**GIVEN RECORDS**
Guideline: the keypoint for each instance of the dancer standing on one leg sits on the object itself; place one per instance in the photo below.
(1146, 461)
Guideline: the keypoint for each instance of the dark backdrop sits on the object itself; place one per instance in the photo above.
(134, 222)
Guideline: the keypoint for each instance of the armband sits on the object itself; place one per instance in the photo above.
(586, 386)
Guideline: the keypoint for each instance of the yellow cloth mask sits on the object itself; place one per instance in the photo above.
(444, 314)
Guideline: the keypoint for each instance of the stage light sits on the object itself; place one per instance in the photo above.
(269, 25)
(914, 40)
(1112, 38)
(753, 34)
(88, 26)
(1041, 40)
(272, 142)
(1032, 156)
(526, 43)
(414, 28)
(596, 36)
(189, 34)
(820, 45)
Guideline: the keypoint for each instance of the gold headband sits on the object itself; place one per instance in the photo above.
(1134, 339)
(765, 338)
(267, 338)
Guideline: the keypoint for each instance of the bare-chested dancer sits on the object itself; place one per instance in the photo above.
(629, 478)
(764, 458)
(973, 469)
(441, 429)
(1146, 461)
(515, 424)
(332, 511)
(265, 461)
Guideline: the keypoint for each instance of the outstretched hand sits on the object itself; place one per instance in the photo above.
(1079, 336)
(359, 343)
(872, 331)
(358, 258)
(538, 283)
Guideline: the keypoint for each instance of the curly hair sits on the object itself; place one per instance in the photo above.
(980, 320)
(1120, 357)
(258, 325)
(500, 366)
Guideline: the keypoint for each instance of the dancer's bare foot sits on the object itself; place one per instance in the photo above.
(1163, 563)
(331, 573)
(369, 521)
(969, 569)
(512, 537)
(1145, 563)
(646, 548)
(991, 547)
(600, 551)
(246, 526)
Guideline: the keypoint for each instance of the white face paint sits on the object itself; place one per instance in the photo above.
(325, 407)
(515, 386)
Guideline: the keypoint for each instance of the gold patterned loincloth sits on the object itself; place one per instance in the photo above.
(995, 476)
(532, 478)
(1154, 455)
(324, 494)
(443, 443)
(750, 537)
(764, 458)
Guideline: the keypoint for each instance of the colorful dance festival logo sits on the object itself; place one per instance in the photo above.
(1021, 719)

**TASK BRIEF**
Please restate the material above, word for word and in full.

**ANSWER TO THIS PROBLEM**
Guideline: the keypoint for each instance of the dancer standing on one leg sits on the object itself; place one per instance in the photo below.
(1146, 461)
Guideline: the keypoint for each instance of the dark backdrop sits on the object itself; place one per instance in the photo above.
(134, 222)
Guideline: the keypoint for each instance of the armband sits on the object itself; place one per instance in the photo above.
(586, 386)
Guideline: the keypoint for each instance of the yellow cloth mask sits on the object itself; place one per instance in the photo above.
(444, 314)
Guideline: the keypoint for each instance of the stage light sits on the object itself; place one per instance in the photo above.
(269, 25)
(914, 40)
(1112, 38)
(753, 34)
(88, 26)
(1041, 40)
(272, 142)
(1032, 156)
(526, 43)
(414, 28)
(596, 36)
(189, 34)
(820, 45)
Guideline: the keypoint for each instance of the gold headband sits on the object itself; place one per instance in the photo above.
(1134, 339)
(765, 338)
(267, 338)
Guideline: the keypoint for each instance of the bare-chested dancer sits on the object itself; place one per instance in the photo above.
(629, 478)
(764, 458)
(973, 469)
(441, 429)
(1146, 461)
(515, 424)
(332, 511)
(265, 461)
Guideline: the keypoint for each instance of the outstretched hand sits on the object itself; place one per instance in the photo above.
(1079, 336)
(359, 343)
(872, 331)
(358, 258)
(538, 283)
Guideline: the keypoint for each instance of the curly hair sits on the object itself; place one per instance in the photo above.
(980, 320)
(1120, 357)
(258, 325)
(500, 366)
Guideline: the keypoint for each instance of the dancer's bare foot sits on the object itself; place one per instance in the photo above.
(1163, 563)
(331, 573)
(369, 521)
(969, 569)
(512, 537)
(1145, 563)
(646, 548)
(991, 547)
(600, 551)
(246, 526)
Guideline: the keypoint for each instance of the white face paint sits on the object itself; place one per instance in the photo above.
(325, 407)
(515, 386)
Guideline: the keypoint for each instance of the gold patterned loincloth sits on the object itself; place one per instance in the photo above.
(995, 476)
(532, 478)
(1154, 455)
(324, 494)
(443, 443)
(750, 537)
(764, 458)
Guideline: the keypoint for each instance of the colorful dance festival logo sits on the object itself; place one per instance in the photo above.
(1021, 719)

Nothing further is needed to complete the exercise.